SUPPLIED MATERIAL
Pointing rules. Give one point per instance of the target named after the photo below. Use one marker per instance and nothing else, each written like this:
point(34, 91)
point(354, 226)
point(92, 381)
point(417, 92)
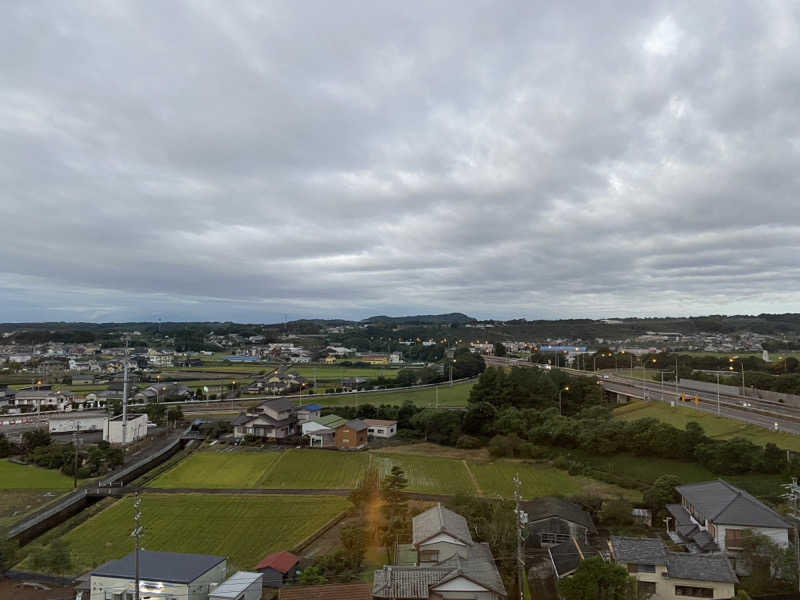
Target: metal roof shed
point(240, 586)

TASK STATEMENT
Could the entries above be written out word for word, with no pictures?

EXERCISE RESULT
Pointing rules. Give one point per instance of the target named after the photo below. Use one marker per instance and nothing else, each written like this:
point(34, 91)
point(354, 226)
point(92, 381)
point(417, 92)
Target: metal roof shed
point(240, 586)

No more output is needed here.